• **Request**: Please retype the data in full and exactly; the pictures are not part of the copy.

• **Provided information**:

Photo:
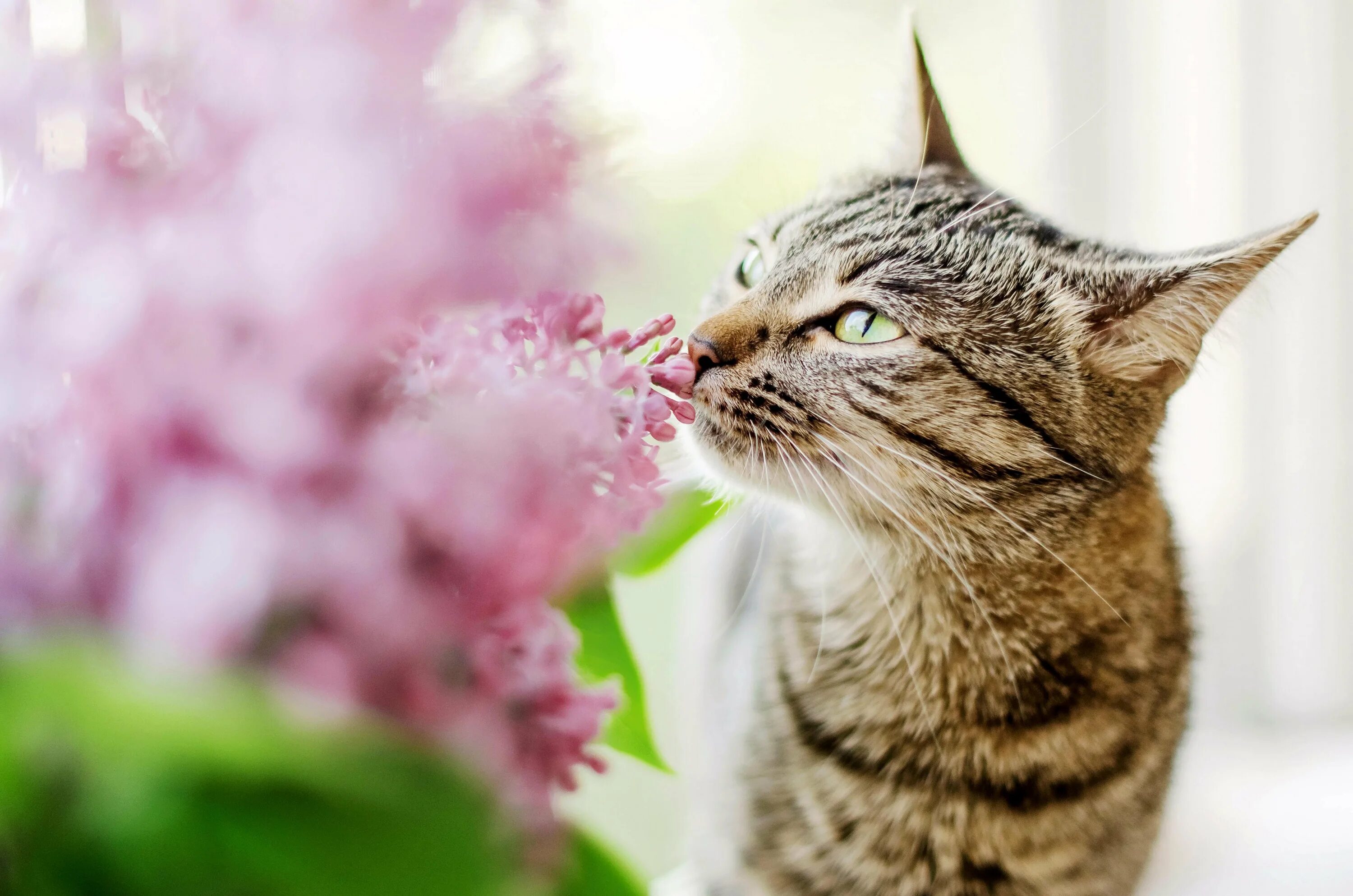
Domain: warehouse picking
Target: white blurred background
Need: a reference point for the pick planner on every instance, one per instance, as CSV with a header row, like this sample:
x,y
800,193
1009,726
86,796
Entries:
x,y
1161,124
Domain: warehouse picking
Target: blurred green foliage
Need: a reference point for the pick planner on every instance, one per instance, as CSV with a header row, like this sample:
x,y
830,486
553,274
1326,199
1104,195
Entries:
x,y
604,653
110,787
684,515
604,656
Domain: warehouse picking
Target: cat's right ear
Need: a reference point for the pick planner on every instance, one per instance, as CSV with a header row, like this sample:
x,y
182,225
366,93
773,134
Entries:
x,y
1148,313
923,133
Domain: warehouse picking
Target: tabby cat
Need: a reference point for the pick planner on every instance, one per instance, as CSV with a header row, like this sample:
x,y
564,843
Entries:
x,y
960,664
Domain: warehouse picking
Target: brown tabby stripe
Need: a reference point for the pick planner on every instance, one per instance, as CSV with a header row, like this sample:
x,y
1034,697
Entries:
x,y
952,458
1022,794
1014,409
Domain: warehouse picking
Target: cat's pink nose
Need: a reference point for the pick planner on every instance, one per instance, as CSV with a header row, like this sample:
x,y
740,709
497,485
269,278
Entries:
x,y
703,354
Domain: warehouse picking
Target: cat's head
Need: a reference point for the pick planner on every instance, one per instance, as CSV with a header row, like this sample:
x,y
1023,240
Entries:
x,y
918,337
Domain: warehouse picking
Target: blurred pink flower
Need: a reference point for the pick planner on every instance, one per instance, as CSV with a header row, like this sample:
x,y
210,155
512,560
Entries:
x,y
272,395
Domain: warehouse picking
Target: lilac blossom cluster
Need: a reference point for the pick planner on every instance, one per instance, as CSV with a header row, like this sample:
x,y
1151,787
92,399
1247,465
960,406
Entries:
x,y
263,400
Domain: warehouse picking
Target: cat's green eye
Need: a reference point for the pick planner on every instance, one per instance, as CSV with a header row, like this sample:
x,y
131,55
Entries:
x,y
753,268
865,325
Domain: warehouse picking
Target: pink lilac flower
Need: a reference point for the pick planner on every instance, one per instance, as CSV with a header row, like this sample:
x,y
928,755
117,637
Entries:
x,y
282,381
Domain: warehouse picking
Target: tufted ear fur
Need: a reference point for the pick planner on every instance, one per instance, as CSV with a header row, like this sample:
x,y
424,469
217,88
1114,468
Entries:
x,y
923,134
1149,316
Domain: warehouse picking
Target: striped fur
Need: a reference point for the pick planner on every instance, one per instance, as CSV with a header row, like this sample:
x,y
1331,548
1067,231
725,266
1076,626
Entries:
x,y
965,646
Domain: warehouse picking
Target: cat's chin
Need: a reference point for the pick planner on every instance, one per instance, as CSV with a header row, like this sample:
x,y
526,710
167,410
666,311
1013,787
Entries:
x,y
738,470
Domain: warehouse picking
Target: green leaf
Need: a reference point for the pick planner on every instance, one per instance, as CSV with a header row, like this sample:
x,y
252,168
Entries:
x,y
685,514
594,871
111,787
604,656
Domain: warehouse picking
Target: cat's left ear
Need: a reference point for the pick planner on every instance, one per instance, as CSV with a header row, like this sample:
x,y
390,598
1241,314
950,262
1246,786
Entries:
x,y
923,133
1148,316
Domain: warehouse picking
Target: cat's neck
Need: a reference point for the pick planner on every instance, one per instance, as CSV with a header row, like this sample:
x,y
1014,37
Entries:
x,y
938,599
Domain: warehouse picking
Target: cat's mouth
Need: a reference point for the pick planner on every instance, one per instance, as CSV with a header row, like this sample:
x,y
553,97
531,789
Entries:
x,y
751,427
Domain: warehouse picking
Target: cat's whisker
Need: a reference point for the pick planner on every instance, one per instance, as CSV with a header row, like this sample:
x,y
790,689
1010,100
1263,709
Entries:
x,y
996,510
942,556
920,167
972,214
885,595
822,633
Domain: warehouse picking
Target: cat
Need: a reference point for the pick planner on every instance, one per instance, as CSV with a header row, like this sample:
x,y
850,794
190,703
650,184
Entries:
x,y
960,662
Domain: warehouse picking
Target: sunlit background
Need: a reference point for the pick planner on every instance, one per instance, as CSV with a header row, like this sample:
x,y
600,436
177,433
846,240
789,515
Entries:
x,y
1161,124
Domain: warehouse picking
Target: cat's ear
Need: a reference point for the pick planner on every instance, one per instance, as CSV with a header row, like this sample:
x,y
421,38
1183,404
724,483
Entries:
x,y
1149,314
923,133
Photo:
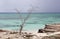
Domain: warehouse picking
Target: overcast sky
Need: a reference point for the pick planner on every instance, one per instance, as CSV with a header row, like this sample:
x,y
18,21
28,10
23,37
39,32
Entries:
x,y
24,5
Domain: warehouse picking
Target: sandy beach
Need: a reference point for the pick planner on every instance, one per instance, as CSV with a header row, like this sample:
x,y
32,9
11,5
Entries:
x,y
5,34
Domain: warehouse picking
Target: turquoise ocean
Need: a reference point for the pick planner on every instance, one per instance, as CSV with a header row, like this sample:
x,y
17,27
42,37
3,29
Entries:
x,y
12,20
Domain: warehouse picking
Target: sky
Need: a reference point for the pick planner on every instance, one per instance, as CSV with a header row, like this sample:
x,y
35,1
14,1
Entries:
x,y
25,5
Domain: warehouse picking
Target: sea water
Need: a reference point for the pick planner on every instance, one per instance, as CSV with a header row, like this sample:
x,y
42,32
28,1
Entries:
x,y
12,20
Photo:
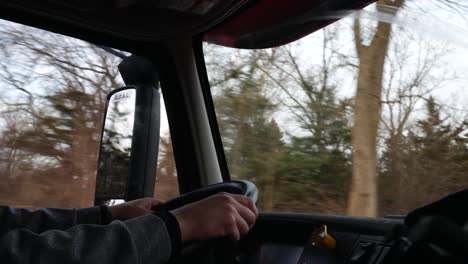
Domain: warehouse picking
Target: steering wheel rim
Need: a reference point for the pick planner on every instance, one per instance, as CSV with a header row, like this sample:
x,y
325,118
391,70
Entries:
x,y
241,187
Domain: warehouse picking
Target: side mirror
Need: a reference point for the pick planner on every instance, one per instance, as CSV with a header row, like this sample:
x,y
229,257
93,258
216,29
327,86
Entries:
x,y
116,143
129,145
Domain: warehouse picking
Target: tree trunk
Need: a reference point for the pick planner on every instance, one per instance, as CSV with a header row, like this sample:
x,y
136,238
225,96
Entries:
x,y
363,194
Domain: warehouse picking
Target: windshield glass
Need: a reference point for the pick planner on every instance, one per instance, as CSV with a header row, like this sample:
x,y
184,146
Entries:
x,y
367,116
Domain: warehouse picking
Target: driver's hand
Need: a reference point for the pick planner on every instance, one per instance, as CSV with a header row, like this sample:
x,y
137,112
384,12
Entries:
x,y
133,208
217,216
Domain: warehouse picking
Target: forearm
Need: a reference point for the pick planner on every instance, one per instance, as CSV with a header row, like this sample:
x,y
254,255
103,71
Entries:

• **Finished task**:
Photo:
Domain: warehouse picking
Target: white blurred background
Need: a reference point for the pick planner on every instance, one per instance, as CSV with a header row, like this sample:
x,y
800,193
1009,726
86,796
Entries:
x,y
1161,124
Domain: warehouse picking
Target: blurred green foliage
Need: a reference point for the pick planner on every instance, one per instance, as CSV with a header row, like this sample:
x,y
830,486
553,274
1326,199
1104,195
Entries:
x,y
604,653
110,787
684,515
604,656
Domain: warehouse picking
Target: cat's right ear
Need: a reference point for the pick planner on every instance, one per instance, as CSV with a header row, like this sample:
x,y
182,225
366,93
773,134
Entries:
x,y
1148,313
923,133
Domain: warehouse picking
Target: tabby cat
Need: a reference point for the pick planner on every instance, one per instance, as CSV with a header row, like this sample:
x,y
564,843
Entries:
x,y
960,664
Domain: warehouse picking
Target: brown tabby stripe
Need: a reference point for the pick planner on every instance, one per instance, as CSV with a header row, like this sample:
x,y
1034,697
Entries:
x,y
952,458
1022,794
1014,409
Domain: warehouse picking
Target: cat's pink nose
Need: a reference point for the pick planner on every instance, one per instance, as CSV with a header row, like this sample:
x,y
740,709
497,485
269,278
Entries:
x,y
703,354
Domain: warehouse picking
Target: cat's head
Need: a reference point for the pick planner on every instance, one per instance, as CSV with a header row, like this sample:
x,y
1023,240
Entries:
x,y
918,337
Domain: warehouse picking
Target: blurred pink flower
Need: a reference point for the pick planner on every instance, one per instance, as CSV with a header row, like this sample:
x,y
210,155
512,560
Entries:
x,y
272,395
Domain: warehouse picking
Target: lilac blossom cluster
Need: a reference point for the pick planner on every instance, one per instance, as CSV with a header row, like this sample:
x,y
1151,787
92,399
1247,465
960,406
Entries:
x,y
263,400
Domain: warehouse picking
Target: cat's green eye
Need: a reference point for the pick planner on every instance, one per instance, as CSV with a header row, like this sample:
x,y
131,55
Entries:
x,y
753,268
865,325
Domain: warehouse picking
Target: pink lilac flower
Need: a reference point for the pick planner on every instance, one per instance, as CSV with a header row, like this sample:
x,y
928,755
117,637
Entries:
x,y
282,381
Domain: warehouse picking
Target: tufted ear fur
Need: a reference point for the pick planner on every instance, one per instance, as CSV with a header row, like this sample:
x,y
424,469
217,88
1114,468
Entries:
x,y
923,134
1149,316
Domain: warehouse picking
Target: striped fur
Need: a reference point for the pick planner on every instance, one per instance, as CSV with a header row, like this sample:
x,y
1331,548
1067,231
725,266
1076,626
Entries:
x,y
965,646
Domain: warehouse picking
Target: cat's chin
Need: a reference point for the pick planner on every instance, one per instance, as CSV with a header row, like this sample:
x,y
526,710
167,410
666,311
1013,787
Entries:
x,y
738,470
Domain: warehouse picking
Target: green leaf
Need: a reference point for the pick planner on every instance, one per instance, as CSV with a header row, like this sample:
x,y
252,168
Entries:
x,y
685,514
594,871
111,787
604,656
Domain: warehouse picking
Target: cat's left ear
Need: a reference point for the pick planner on every instance, one per instance, as CSV with a header row, like this sample:
x,y
390,598
1241,314
950,262
1246,786
Entries:
x,y
923,133
1148,316
Domain: warehouse picking
Target: cat's neck
Need: a reference point for the pick planner on every instance, one per instance, as CSV with a header row, like this sample:
x,y
1014,37
Entries:
x,y
938,599
Domain: warehouse picking
Target: cat's mouth
Need: a reference point for the pick planner on every instance, one per instance, as CSV with a header row, like this sample:
x,y
553,97
531,789
Entries:
x,y
751,427
Domain: warehouse picking
Target: cat's whisker
Need: a reference point for the pick planner on every instance, one per instance, as CSV with a header row, like this sample:
x,y
790,689
1010,100
1263,709
Entries:
x,y
996,510
942,556
920,167
972,214
885,595
822,633
Domain: warehouse picking
Target: cat
Need: a reference point for the pick planner on every instance, one per instance, as CSV with a header row, like this sample:
x,y
850,794
190,703
650,184
Entries:
x,y
960,662
Domain: warehouse picking
Target: sunlit background
Need: a reference point for the pick planner on every instance, one per instance, as CSV with a header row, like this sample:
x,y
600,436
177,433
846,240
789,515
Entries:
x,y
1161,124
Domain: warehouse picking
Target: cat's ear
Need: a reference point for the pick planner on every instance, one per instance, as CSV with a header row, like this sample:
x,y
421,38
1183,404
724,483
Entries:
x,y
1149,314
923,133
Photo:
Domain: warehouse picking
Target: overcast sky
Need: a reference point for the pick planner on every instance, one per instance, as CSV with a header row, like this sample:
x,y
18,21
28,10
23,37
39,32
Entries:
x,y
24,5
Domain: warehouse picking
Target: sandy beach
Need: a reference point for the pick planner on every instance, one per instance, as CSV with a header row, like this sample:
x,y
32,9
11,5
Entries:
x,y
5,34
Domain: warehouse picking
Target: turquoise ocean
Need: a reference point for the pick planner on every instance, one per instance, as CSV with a header row, like this sample:
x,y
17,27
42,37
3,29
Entries:
x,y
12,20
Domain: warehouse picking
Target: sky
Need: a reference point for the pick planner on every instance, one per instance, as CSV with a header row, like this sample:
x,y
35,1
14,1
Entries:
x,y
25,5
Domain: warehouse picking
Target: sea water
Need: a reference point for the pick planner on every instance, one per instance, as CSV with a header row, like this sample:
x,y
42,32
28,1
Entries:
x,y
12,20
Photo:
Domain: warehouse picking
Target: steering wheel rim
Need: a reference point for the pick planner on every instance, one per instance, as CSV with a header row, like this sample:
x,y
325,118
391,70
Entries:
x,y
241,187
Domain: warehouse picking
Target: side mirror
Need: a reference point for the pick planner on every instance, one per instance, as CSV with a header row, like this sample:
x,y
229,257
93,258
216,29
327,86
Entries:
x,y
116,143
129,145
Domain: warehouse picking
Target: tree trunk
Need: a reference point for the pick planner on every instance, one per instance, as CSV with a header row, like this sample:
x,y
136,238
225,96
Entries:
x,y
363,194
Domain: warehouse picking
Target: windshield glass
Need: a reference point for the pick planner on every instance, one per instance, as CSV with a header row, like this sample:
x,y
184,146
Entries:
x,y
367,116
Domain: warehouse picking
Target: driver's hand
Need: a reference point for the pick planner on every instance, one per instance, as CSV with a header row, like this sample:
x,y
137,112
384,12
Entries:
x,y
133,208
217,216
Domain: warehouse picking
Target: forearm
Need: a reference point for the pick planner on every instance, one per instance, as CSV with a header row, like this sample:
x,y
254,255
103,71
Entries:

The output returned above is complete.